Repeat the records below word for word, but start at the line that contains "For the evaluation set, tag each instance of the white fuselage", stop after the last line, and include nothing else.

[Start of MATERIAL FOR THIS EXERCISE]

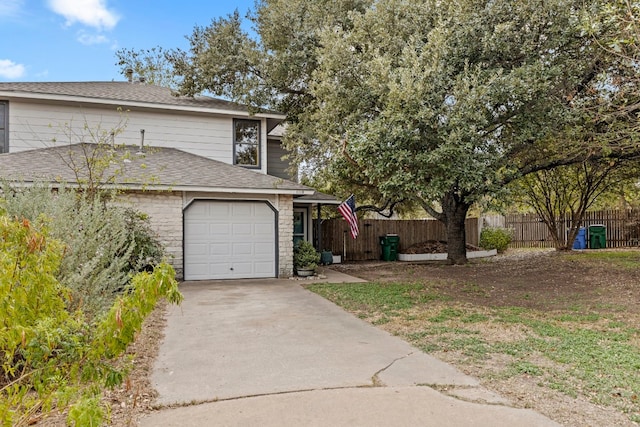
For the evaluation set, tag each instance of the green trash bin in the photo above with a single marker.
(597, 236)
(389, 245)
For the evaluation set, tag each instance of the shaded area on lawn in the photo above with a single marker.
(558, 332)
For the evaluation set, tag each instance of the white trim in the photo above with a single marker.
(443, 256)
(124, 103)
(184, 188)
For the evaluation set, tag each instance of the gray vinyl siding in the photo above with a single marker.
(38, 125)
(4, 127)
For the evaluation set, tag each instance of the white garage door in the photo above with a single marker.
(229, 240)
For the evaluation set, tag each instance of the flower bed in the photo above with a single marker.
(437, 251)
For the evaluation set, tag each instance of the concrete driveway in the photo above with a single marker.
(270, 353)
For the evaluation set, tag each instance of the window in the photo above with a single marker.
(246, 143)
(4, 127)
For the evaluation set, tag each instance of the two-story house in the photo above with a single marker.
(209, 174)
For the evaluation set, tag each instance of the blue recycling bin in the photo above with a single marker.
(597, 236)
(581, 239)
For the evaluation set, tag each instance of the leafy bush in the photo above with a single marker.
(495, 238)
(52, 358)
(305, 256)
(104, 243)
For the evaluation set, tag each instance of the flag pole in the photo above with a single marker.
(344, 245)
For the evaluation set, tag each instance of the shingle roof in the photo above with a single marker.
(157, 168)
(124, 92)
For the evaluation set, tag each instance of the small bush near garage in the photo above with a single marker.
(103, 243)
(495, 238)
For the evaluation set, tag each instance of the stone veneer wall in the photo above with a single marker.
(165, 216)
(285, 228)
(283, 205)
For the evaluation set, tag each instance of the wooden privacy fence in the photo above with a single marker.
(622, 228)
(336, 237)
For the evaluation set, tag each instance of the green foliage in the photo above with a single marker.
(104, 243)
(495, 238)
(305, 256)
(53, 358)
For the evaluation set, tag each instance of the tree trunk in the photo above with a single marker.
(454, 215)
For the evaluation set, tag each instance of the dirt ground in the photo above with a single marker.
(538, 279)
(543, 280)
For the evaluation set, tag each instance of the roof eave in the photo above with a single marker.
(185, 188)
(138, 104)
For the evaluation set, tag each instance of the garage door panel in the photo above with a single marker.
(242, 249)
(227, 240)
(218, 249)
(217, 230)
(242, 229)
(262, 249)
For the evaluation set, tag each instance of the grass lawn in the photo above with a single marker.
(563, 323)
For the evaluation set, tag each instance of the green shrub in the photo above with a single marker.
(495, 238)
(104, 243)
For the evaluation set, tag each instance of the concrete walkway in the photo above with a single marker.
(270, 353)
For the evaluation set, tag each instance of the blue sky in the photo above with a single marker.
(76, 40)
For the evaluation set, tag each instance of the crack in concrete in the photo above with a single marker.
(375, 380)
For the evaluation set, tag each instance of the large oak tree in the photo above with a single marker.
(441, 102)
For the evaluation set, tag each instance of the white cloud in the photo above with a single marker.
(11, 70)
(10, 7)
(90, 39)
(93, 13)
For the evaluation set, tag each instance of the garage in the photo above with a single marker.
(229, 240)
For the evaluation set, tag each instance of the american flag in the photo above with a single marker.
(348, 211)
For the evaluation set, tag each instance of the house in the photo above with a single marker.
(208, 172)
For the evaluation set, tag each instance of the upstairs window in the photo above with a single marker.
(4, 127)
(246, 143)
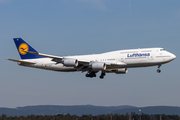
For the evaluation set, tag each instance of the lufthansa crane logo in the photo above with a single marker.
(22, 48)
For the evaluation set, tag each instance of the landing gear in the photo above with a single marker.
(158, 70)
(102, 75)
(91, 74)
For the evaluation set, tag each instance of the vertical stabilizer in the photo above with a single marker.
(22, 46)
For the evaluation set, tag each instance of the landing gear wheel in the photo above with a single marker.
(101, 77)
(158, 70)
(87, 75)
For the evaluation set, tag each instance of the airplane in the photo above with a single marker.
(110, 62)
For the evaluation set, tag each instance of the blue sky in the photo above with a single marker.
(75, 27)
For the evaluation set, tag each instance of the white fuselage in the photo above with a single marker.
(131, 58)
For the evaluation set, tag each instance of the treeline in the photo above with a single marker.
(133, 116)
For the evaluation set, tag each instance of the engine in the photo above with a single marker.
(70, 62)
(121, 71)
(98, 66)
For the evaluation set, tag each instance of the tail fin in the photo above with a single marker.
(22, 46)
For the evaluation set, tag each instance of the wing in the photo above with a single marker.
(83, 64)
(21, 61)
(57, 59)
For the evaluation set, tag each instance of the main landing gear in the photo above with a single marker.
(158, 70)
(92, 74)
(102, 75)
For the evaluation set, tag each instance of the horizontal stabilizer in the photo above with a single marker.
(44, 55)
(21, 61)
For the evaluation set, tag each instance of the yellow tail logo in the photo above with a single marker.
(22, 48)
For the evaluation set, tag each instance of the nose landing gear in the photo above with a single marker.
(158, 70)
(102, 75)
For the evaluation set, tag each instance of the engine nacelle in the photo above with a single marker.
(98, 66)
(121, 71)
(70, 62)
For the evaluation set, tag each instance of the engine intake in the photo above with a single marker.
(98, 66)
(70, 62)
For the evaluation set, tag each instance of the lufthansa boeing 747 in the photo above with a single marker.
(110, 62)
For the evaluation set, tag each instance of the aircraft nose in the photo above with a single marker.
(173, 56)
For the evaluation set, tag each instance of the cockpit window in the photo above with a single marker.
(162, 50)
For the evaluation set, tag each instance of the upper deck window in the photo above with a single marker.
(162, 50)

[End of MATERIAL FOR THIS EXERCISE]

_WORKED ANSWER_
For the evaluation set, tag each instance of the white fuselage in the photo above with a single marker.
(131, 58)
For the evaluation set, tag each instance of the treeline in the photo above with a single marker.
(133, 116)
For the evaluation set, tag each instance of the engine in the photo above with a single marker.
(70, 62)
(121, 71)
(98, 66)
For the evaluation set, tag each instance of the tail fin in the photo above with a single marker.
(22, 46)
For the evaluation set, tag each instance of the wing in the photo above with a single marker.
(83, 64)
(21, 61)
(57, 59)
For the evaluation set, tag each instance of the main landing gear in the photo above with a single marker.
(158, 70)
(92, 74)
(102, 75)
For the evaluation set, tag each instance of the horizontal stabilizer in the photo above with a single marker.
(44, 55)
(21, 61)
For the evaluation set, tag each instance of the yellow tail logo in the photo above with a single marker.
(22, 48)
For the evaluation set, tag each instance of the nose landing gear in the photo above with a single marker.
(158, 70)
(102, 75)
For the evaluation set, tag each instance of the engine nacelle in the photo above with a single marker.
(98, 66)
(121, 71)
(70, 62)
For the evaluation set, tag each instance of the engine intake in the photo above with a single marker.
(98, 66)
(70, 62)
For the evaluation set, tag each instance of the lufthansa boeing 747 in the photo above with a single marker.
(110, 62)
For the evaluation set, tag each instance of the aircraft nose in the photo above with a single marker.
(173, 56)
For the evaluation set, tag each instance of the cockpit window in the photo above with a single marker.
(162, 50)
For the evaluation set, tag each instance of the upper deck window in the photo above with a single marker.
(162, 50)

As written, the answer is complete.